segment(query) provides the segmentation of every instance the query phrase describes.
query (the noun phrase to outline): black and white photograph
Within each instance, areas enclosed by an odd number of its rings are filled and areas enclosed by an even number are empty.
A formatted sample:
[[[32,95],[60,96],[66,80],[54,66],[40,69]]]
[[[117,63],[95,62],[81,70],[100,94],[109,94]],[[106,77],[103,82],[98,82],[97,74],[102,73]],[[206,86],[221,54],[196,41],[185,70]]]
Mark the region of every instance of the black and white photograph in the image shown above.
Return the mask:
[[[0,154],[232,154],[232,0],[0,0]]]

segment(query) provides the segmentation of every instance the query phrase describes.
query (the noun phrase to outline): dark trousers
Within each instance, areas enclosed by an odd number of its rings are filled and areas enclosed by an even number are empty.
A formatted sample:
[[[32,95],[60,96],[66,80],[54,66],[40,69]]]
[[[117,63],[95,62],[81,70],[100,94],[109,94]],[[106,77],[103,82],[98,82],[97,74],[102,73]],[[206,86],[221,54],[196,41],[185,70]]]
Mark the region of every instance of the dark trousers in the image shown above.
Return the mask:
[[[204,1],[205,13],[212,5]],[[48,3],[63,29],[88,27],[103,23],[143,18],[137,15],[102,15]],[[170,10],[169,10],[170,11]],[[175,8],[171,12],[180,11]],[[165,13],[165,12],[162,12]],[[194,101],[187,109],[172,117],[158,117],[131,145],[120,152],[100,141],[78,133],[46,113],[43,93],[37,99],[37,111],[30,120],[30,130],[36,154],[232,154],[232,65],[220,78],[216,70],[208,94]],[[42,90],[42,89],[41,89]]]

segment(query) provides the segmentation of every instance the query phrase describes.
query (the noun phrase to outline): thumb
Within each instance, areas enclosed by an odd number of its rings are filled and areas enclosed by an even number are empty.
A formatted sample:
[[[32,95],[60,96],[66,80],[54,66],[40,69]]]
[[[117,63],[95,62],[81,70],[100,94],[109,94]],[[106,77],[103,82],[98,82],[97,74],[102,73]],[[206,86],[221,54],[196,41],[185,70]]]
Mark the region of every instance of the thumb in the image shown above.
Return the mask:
______
§ **Description of the task**
A faithful copy of the lines from the line containing "Mark the region of every instance of the black" to the end of the data should be set down, both ends included, and nothing more.

§ **Solution to this problem**
Mark the region of every instance of the black and white photograph in the image shown above.
Return the mask:
[[[0,154],[232,154],[232,0],[0,0]]]

segment(query) provides the segmentation of every instance the query phrase describes.
query (the noun phrase to outline): dark trousers
Within each instance, areas enclosed by an odd number of its rings are filled and areas enclosed by an even number are empty.
A formatted sample:
[[[32,95],[60,96],[66,80],[54,66],[40,69]]]
[[[117,63],[95,62],[81,70],[100,94],[109,94]],[[106,77],[103,82],[98,82],[97,74],[102,73]],[[206,86],[221,54],[196,41],[185,70]]]
Mark the region of every instance of the dark trousers in the image shown above.
Return the mask:
[[[204,1],[205,13],[212,5]],[[48,3],[63,29],[88,27],[103,23],[143,18],[137,15],[102,15]],[[170,10],[169,10],[170,11]],[[175,8],[171,12],[180,11]],[[165,13],[165,12],[162,12]],[[194,101],[187,109],[172,117],[158,117],[131,145],[120,152],[100,141],[78,133],[46,113],[43,93],[37,99],[37,111],[30,120],[30,130],[36,154],[232,154],[232,65],[220,78],[216,70],[208,94]],[[42,90],[42,89],[41,89]]]

segment(query) provides the segmentation of every instance the query phrase describes.
query (the noun phrase to outline): thumb
Within each instance, areas enclosed by an odd number of its rings are filled and areas enclosed by an even number are empty.
A formatted sample:
[[[32,95],[60,96],[66,80],[54,66],[40,69]]]
[[[117,63],[95,62],[81,70],[100,94],[109,94]],[[106,77],[103,82],[98,82],[97,74],[102,73]],[[206,86],[221,54],[196,41],[185,70]]]
Mark the region of every instance of the thumb in the image shown above.
Return the mask:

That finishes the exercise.